> [Data records]
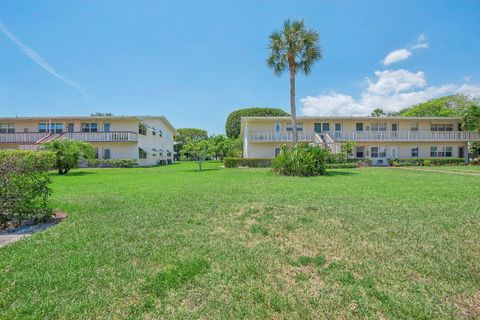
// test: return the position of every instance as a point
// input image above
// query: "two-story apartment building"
(378, 138)
(147, 139)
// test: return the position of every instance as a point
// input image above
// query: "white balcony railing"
(22, 137)
(118, 136)
(309, 136)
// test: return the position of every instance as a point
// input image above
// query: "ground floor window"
(379, 152)
(142, 154)
(106, 153)
(276, 151)
(414, 152)
(438, 152)
(360, 152)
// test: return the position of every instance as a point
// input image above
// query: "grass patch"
(170, 243)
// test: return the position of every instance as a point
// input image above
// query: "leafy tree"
(226, 147)
(448, 106)
(199, 150)
(184, 133)
(348, 147)
(296, 48)
(378, 112)
(69, 153)
(232, 126)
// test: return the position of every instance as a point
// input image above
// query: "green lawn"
(169, 242)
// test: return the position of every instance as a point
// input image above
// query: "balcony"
(39, 137)
(310, 136)
(23, 137)
(114, 136)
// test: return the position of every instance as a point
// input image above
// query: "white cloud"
(392, 90)
(40, 61)
(404, 54)
(396, 56)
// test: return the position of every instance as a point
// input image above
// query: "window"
(442, 127)
(360, 152)
(276, 151)
(142, 129)
(50, 127)
(379, 127)
(7, 127)
(142, 154)
(106, 153)
(379, 152)
(438, 152)
(414, 152)
(299, 127)
(89, 127)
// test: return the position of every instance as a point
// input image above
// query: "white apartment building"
(377, 138)
(147, 139)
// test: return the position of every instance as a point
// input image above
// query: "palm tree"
(297, 48)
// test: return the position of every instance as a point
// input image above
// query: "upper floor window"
(436, 152)
(442, 127)
(379, 127)
(142, 129)
(7, 127)
(299, 126)
(89, 127)
(50, 127)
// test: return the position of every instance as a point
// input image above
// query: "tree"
(198, 150)
(296, 48)
(378, 112)
(232, 126)
(69, 153)
(184, 133)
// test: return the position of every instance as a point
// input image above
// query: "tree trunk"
(293, 110)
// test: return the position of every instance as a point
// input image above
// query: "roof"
(123, 117)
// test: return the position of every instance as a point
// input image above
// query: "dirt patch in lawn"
(14, 234)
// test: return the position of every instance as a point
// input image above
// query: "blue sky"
(196, 61)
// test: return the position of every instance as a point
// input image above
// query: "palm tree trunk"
(293, 110)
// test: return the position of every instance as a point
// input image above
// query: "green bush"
(232, 126)
(342, 165)
(24, 184)
(110, 163)
(301, 160)
(247, 162)
(401, 162)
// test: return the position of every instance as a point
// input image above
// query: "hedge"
(110, 163)
(24, 185)
(401, 162)
(342, 165)
(247, 162)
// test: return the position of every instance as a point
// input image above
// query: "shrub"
(110, 163)
(301, 160)
(69, 153)
(342, 165)
(247, 162)
(400, 162)
(24, 184)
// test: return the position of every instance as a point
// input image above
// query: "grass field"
(169, 242)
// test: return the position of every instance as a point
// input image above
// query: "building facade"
(377, 138)
(147, 139)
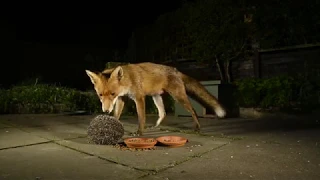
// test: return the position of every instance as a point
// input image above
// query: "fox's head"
(108, 86)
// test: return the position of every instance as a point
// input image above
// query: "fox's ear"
(118, 72)
(108, 71)
(93, 76)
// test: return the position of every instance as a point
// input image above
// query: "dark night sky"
(108, 23)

> [Challenge]
Copy all the entries word for word. Omit any pictures.

> [Completed exercise]
// test: return the position of every instance as a point
// input image above
// query: "two-story apartment building"
(378, 138)
(147, 139)
// test: return the position of every instance as a point
// input image above
// query: "white balcony railing"
(22, 137)
(118, 136)
(309, 136)
// test: return the position of every instance as a point
// input image above
// query: "ground floor window"
(379, 152)
(142, 154)
(106, 153)
(276, 151)
(414, 152)
(438, 152)
(360, 152)
// test: return the position of every instance as a point
// input image above
// query: "grass patch"
(170, 243)
// test: return the position of every instance as a point
// input image above
// query: "leafy tree"
(226, 147)
(448, 106)
(199, 150)
(184, 133)
(348, 147)
(296, 48)
(378, 112)
(69, 153)
(232, 126)
// test: return the position of every instance as a point
// input image above
// query: "green lawn"
(169, 242)
// test: return the position of every instance as a point
// input image above
// query: "balcony"
(39, 137)
(310, 136)
(23, 137)
(114, 136)
// test: return the position of every instance as a point
// input image above
// query: "white cloud"
(392, 90)
(40, 61)
(404, 54)
(396, 56)
// test: return the position of every instance as a point
// input image above
// query: "window"
(442, 127)
(360, 152)
(276, 151)
(142, 129)
(50, 127)
(379, 127)
(7, 127)
(142, 154)
(106, 153)
(379, 152)
(438, 152)
(414, 152)
(299, 127)
(89, 127)
// test: return the position of every instance as a point
// input image above
// query: "white apartment building"
(377, 138)
(147, 139)
// test: return the position of every instance as a point
// input image above
// query: "palm tree"
(297, 48)
// test: return the position of every instance as a point
// input image above
// query: "upper floor window"
(436, 152)
(442, 127)
(379, 127)
(142, 129)
(7, 127)
(299, 126)
(89, 127)
(50, 127)
// test: return the position of every instance as a point
// input image above
// query: "tree"
(198, 150)
(296, 48)
(378, 112)
(232, 126)
(69, 153)
(184, 133)
// test: return the position of every instance as a point
// input image above
// query: "tree trunk"
(293, 110)
// test: return the position of every instance as a point
// input image above
// query: "roof"
(123, 117)
// test: return the position of every instance as a point
// input image above
// query: "dirt patch in lawn"
(14, 234)
// test: return the position of every instance as a point
// input image above
// query: "blue sky"
(196, 61)
// test: return the position of every instance as a point
// input image above
// query: "palm tree trunk"
(293, 110)
// test: return the position of every instance as a point
// input image above
// query: "green bush"
(232, 126)
(342, 165)
(24, 184)
(110, 163)
(301, 160)
(247, 162)
(401, 162)
// test: return the position of every instance as a point
// input image above
// query: "hedge"
(110, 163)
(24, 185)
(401, 162)
(342, 165)
(247, 162)
// test: return the position of every instance as a point
// input image above
// query: "shrub"
(110, 163)
(301, 160)
(69, 153)
(342, 165)
(247, 162)
(400, 162)
(24, 184)
// test: return the position of every instance as a point
// input image above
// query: "grass field"
(169, 242)
// test: return the position of every instance as a point
// input image above
// query: "building facade"
(377, 138)
(147, 139)
// test: return the position of every instance as a point
// input image above
// query: "fox's head"
(108, 86)
// test: return the position of every instance as a point
// input image above
// query: "fox's ear"
(118, 72)
(108, 71)
(93, 76)
// test: return the position of every instance as a point
// input image above
// query: "dark night sky"
(108, 23)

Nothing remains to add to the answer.